• _Exercise aim_
Repeat all of the rows below word for word, leaving out the pictures.

• _Provided records_
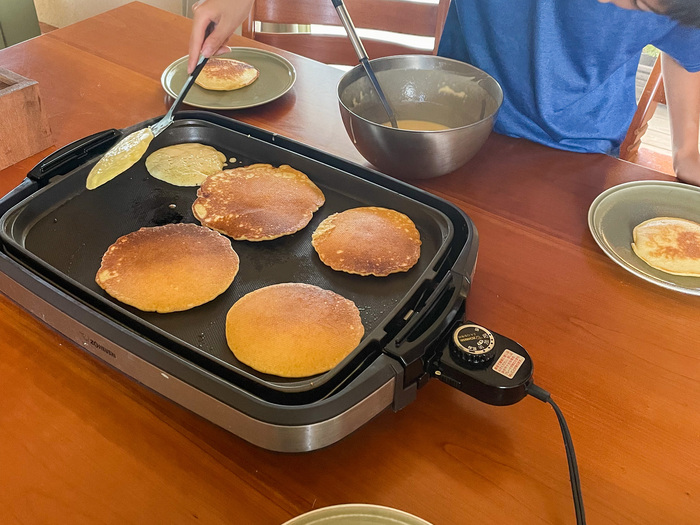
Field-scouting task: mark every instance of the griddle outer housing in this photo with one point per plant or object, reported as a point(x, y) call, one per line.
point(406, 316)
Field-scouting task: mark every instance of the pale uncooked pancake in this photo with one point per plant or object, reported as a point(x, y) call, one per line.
point(185, 164)
point(226, 74)
point(168, 268)
point(120, 158)
point(293, 329)
point(257, 202)
point(368, 241)
point(669, 244)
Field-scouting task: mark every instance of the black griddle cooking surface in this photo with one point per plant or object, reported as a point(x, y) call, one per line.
point(62, 231)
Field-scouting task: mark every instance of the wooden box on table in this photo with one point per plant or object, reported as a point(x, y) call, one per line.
point(24, 128)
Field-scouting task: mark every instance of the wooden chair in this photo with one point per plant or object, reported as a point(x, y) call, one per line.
point(396, 16)
point(18, 22)
point(652, 95)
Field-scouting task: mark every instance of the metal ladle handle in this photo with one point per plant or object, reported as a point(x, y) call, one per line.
point(362, 55)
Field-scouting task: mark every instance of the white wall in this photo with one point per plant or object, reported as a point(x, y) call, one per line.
point(60, 13)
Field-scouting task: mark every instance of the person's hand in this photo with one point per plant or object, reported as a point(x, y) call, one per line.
point(227, 15)
point(686, 165)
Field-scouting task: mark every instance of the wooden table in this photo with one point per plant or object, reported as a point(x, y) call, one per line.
point(81, 443)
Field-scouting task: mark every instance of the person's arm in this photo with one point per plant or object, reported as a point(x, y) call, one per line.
point(226, 14)
point(683, 100)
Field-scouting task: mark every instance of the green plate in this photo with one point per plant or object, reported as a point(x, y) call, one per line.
point(277, 76)
point(356, 514)
point(615, 212)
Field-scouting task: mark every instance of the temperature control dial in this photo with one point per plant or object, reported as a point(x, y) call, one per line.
point(472, 345)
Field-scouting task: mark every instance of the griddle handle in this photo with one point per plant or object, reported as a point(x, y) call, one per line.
point(73, 155)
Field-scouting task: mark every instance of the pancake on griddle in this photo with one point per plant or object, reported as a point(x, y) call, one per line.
point(368, 241)
point(293, 329)
point(669, 244)
point(226, 74)
point(257, 202)
point(185, 164)
point(168, 268)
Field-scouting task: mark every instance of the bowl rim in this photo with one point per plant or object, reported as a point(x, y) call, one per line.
point(353, 71)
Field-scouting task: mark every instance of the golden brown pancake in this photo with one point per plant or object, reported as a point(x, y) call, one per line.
point(669, 244)
point(185, 164)
point(293, 329)
point(257, 202)
point(168, 268)
point(226, 74)
point(368, 241)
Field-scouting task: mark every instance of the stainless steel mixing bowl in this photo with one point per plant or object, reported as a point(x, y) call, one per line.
point(419, 87)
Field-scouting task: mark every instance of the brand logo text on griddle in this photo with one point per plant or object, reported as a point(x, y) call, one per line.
point(103, 348)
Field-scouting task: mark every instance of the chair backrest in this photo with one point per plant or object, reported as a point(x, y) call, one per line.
point(652, 95)
point(402, 17)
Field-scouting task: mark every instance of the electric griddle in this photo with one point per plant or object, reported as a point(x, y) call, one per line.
point(53, 233)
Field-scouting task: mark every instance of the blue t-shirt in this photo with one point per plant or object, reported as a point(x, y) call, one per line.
point(567, 67)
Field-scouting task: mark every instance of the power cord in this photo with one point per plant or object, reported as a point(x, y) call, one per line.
point(543, 395)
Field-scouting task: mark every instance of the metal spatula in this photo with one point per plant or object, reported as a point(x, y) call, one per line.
point(362, 55)
point(129, 150)
point(167, 119)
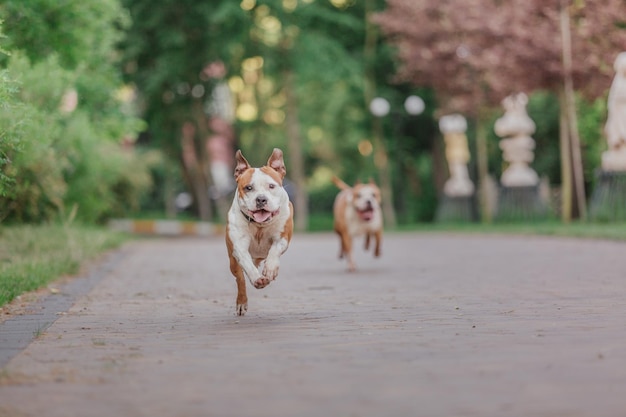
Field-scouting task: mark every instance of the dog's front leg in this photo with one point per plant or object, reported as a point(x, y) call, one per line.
point(242, 297)
point(241, 252)
point(272, 263)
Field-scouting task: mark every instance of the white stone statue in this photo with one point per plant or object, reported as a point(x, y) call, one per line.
point(515, 127)
point(459, 184)
point(614, 159)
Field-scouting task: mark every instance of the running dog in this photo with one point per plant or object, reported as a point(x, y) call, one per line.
point(259, 225)
point(357, 212)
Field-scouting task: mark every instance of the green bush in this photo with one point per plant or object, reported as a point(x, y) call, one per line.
point(68, 161)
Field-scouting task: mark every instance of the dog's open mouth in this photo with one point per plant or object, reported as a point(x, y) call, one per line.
point(262, 215)
point(366, 214)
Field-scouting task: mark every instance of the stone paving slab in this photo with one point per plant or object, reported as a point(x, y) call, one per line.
point(441, 325)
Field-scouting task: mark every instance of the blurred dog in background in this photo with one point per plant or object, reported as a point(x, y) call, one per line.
point(357, 212)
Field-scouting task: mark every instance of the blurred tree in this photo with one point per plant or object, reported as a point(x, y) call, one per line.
point(168, 55)
point(294, 68)
point(476, 54)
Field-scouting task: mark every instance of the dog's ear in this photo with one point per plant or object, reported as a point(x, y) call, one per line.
point(242, 164)
point(276, 162)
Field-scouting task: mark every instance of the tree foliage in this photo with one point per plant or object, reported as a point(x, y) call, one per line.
point(485, 50)
point(66, 158)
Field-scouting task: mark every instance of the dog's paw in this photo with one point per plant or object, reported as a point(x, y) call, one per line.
point(261, 283)
point(241, 309)
point(271, 270)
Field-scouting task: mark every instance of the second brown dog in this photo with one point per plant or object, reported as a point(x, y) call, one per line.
point(357, 212)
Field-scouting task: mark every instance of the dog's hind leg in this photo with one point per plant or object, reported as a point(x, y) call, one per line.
point(242, 297)
point(346, 249)
point(379, 237)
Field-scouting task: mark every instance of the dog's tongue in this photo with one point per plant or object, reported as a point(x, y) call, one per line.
point(261, 215)
point(366, 215)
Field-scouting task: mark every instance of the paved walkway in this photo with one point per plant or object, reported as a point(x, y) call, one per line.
point(441, 325)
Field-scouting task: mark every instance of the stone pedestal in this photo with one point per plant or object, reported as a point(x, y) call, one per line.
point(453, 209)
point(608, 201)
point(524, 203)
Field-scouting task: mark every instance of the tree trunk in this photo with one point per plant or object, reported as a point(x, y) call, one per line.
point(579, 208)
point(381, 159)
point(483, 169)
point(296, 155)
point(566, 164)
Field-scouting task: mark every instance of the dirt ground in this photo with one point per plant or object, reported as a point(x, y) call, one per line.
point(440, 325)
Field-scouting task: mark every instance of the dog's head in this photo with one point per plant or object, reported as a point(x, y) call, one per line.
point(260, 192)
point(366, 200)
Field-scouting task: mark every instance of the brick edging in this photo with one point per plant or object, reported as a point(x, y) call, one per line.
point(165, 227)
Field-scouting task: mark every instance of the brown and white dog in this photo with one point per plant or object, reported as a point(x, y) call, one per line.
point(357, 212)
point(259, 225)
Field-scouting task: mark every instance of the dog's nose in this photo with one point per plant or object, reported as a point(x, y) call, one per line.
point(261, 201)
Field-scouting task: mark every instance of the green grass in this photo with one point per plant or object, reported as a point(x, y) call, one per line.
point(31, 257)
point(577, 229)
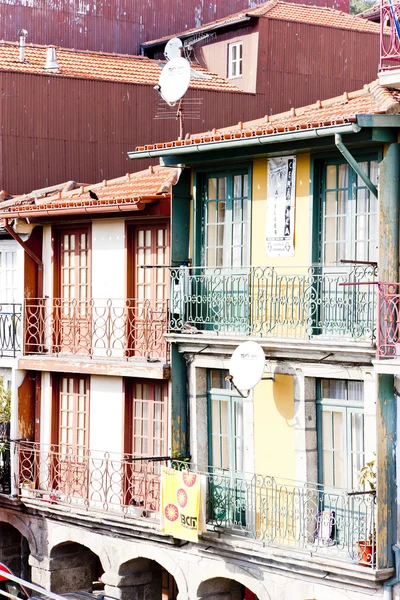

• _Exercise solution_
Field-scouting task: mark every instance of the griddle outer housing in this photo with one point per plant or object, reported as a point(x, y) call, one per line.
point(406, 316)
Field-scouting task: mark every instance of the pale uncooked pancake in this photo with one point per plant or object, reported as a point(x, y) call, one per line.
point(185, 164)
point(226, 74)
point(168, 268)
point(120, 158)
point(293, 329)
point(257, 202)
point(368, 241)
point(669, 244)
Field-scouting task: mark every instance of the black griddle cooking surface in this photo with one point per plant or object, reported as a point(x, y) call, one per line.
point(62, 231)
Field-scouting task: mark every instance of the wooden box on table in this photo with one point per plant or object, reported as a point(x, y) call, one per line.
point(24, 128)
Field-scouting task: mark every instance of the wooden chair in this photo with one point per plant or object, reported as a point(x, y) call, one per line.
point(396, 16)
point(18, 22)
point(652, 95)
Field-scouting task: mark every instance of the metal ladle handle in this photo with one point per plant or object, reported as a point(x, y) call, one per line.
point(362, 55)
Field-scouting task: mark every instance of the white wall in this photo with one point per plant or object, reported as a point(x, y) call, one per line.
point(60, 13)
Field-scouting task: mark every instance of the person's hand in this photo with one point per plant or object, reported as a point(x, y) call, one per line.
point(227, 15)
point(686, 165)
Field-scouting task: mark every instance of the wooden table in this photo with one point per plant or object, reported as a point(x, y) call, one per line.
point(81, 443)
Field-scouting task: mark every instance of the person's arm in this photo with one point per plant or object, reported as a point(x, y) call, one per line.
point(226, 14)
point(683, 100)
Field-scouting task: mark every instance of the green plate in this photo with one point per plant or object, reported as a point(x, y) call, one per line.
point(277, 76)
point(356, 514)
point(615, 212)
Field-scouting task: mark every instance of the temperature control dial in this photo with one point per plant or object, reported as a point(x, y) call, one per line.
point(472, 345)
Field-scouting task: mark every instance of the griddle handle in this photo with one point per plant or object, reported as a point(x, y) call, one per line.
point(73, 155)
Field-scouting task: mark every instance of the pancake on griddle in this photo with one point per plant or object, reported as a point(x, y) call, one per line.
point(368, 241)
point(293, 329)
point(669, 244)
point(226, 74)
point(257, 202)
point(185, 164)
point(168, 268)
Field-scouting task: mark every instance of the bowl rim in this photo with one point per plant or object, reported as a point(x, y) call, one per line.
point(353, 71)
Field-scouting task: mark every instance of the golden brown pancake in this photo with one point per plant or object, reported as a point(x, y) call, one per line.
point(669, 244)
point(185, 164)
point(293, 329)
point(257, 202)
point(168, 268)
point(226, 74)
point(368, 241)
Field-scouting task: mark every instance of the stainless steel mixing bowl in this photo with one point per plant or object, reported as a point(x, y) call, one per line.
point(419, 87)
Field-scouting task: mark every instance of the brand logo text on griddle in this photo with one point per plant or object, reported as a point(x, y) call, one per line.
point(103, 348)
Field-scouting task: mark every instance of the chair backrest in this photo with one point per plant or object, reported as a point(x, y) call, one per line.
point(652, 95)
point(402, 17)
Field-scouting task: mark every instance of the electric griddle in this photo with one point per plant or object, reported as a point(x, y) call, one per line.
point(53, 233)
Field-scouting task: mark every instance of the blue t-shirt in this photo with one point per plant or object, reported as a point(x, y) call, one per line.
point(567, 67)
Field-scouting task: mark every instance of the power cord in this photo with one point per plant or object, reported as a point(x, y) call, one per line.
point(543, 395)
Field-scouting task: mark every instance of the metal spatula in this photo with one point per plant or object, reported as a point(x, y) call, one per line.
point(362, 55)
point(129, 150)
point(167, 119)
Field-scouting task: mark every instance of the dog's front leg in this photo with one point per plant or object, reported as a point(x, y) call, one per line.
point(242, 297)
point(241, 252)
point(272, 263)
Field-scouting task: mark every instance of the white stone statue in this photo with one point per plant or object, reported as a point(x, y) call, one per line.
point(515, 127)
point(459, 184)
point(614, 159)
Field-scouting task: mark every instance of the running dog in this photo with one point per plant or object, reported as a point(x, y) call, one per line.
point(259, 225)
point(357, 212)
Field-scouting task: mark every instance of the green bush in this photo with one point per plant or object, reported as a point(x, y) call, one per line.
point(68, 161)
Field-scouting task: mark every instance of the dog's open mouth in this photo with one point per plant or object, reported as a point(x, y) call, one per line.
point(262, 215)
point(366, 214)
Field-scouting task: mark every instance of the stone paving slab in this photo with one point per plant or object, reported as a point(x, y) call, one per line.
point(441, 325)
Field-scouting task: mark every instance of the blurred dog in background in this photo with one point per plant or object, reported as a point(x, y) call, one per line.
point(357, 212)
Field-scouting task: mark every instance of the blurred tree in this photo with one point per plant or object, reported as a point(x, y) call, one per line.
point(168, 55)
point(294, 68)
point(476, 54)
Field-scouting task: mark every instance of the dog's ear in this photo with one point per plant or object, reported as a point(x, y) call, one per line.
point(242, 164)
point(276, 162)
Field-scouting task: mark every instance of the tree foliage in this photo with one point per plant or object, reported as a point(x, y) call, one per line.
point(485, 50)
point(66, 158)
Field-scouting task: mark every instance of the dog's paw in this photo with one point per plant or object, reported as a point(x, y) call, one per line.
point(261, 283)
point(241, 309)
point(271, 270)
Field-scouting task: mark every instance of the second brown dog in this photo with one point per plant or object, reported as a point(x, y) call, one per line.
point(357, 212)
Field-scouting task: mark every instance of the dog's hind leg in this photo with one point per plant or object, reported as a point(x, y) call, one per line.
point(242, 297)
point(346, 249)
point(379, 237)
Field-scouting task: mark every instance of the dog's tongue in this photo with one point per plant or object, reported as a point(x, y) call, one per line.
point(261, 215)
point(366, 215)
Field-scouting task: mark every instance of the paved walkway in this photo with one point per plant or object, reported as a point(x, y) call, one per line.
point(441, 325)
Field-scouting task: mark every instance of the stone pedestal in this photo with one point per plant or object, reported as a point(x, y) call, one per line.
point(453, 209)
point(608, 201)
point(524, 203)
Field-scouting task: mark every instance of the tree trunk in this photo with one point per plant or object, reported as a point(x, y) call, one per line.
point(579, 208)
point(381, 159)
point(483, 169)
point(296, 155)
point(566, 164)
Field-scouting task: mark every instance of the dirt ground in this photo with one point per plant or object, reported as a point(x, y) call, one per line.
point(440, 325)
Field-scouting task: mark every instance of the dog's head in this photo with one point per plant or object, reported as a point(x, y) call, one per line.
point(260, 192)
point(366, 200)
Field-scouting task: mark every instance of the brick edging in this photo with one point per plant or object, reported as a point(x, y) call, one per line.
point(165, 227)
Field-scouting task: mark every instance of the brown and white dog in this photo with one point per plant or object, reported as a point(x, y) call, one per line.
point(357, 212)
point(259, 225)
Field-scouting task: mark every instance of the dog's nose in this photo with one point per plant or object, reported as a point(x, y) call, one per line.
point(261, 201)
Field-scouting task: mark every instance of the green grass in this photo with one point per plant or object, reported as a point(x, y) call, one per line.
point(31, 257)
point(577, 229)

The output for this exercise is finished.